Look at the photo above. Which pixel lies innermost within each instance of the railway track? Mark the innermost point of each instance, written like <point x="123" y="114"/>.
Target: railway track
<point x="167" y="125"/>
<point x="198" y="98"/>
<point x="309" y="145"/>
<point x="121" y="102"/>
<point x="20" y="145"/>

> _The task_
Print the listing above again, line for line, with no change to any character.

> _Exercise response_
Look at the photo above. Which pixel lies innermost within each instance of the railway track? Mark the innermost point of each instance, written like <point x="123" y="114"/>.
Target: railway track
<point x="167" y="125"/>
<point x="198" y="98"/>
<point x="309" y="145"/>
<point x="121" y="102"/>
<point x="20" y="145"/>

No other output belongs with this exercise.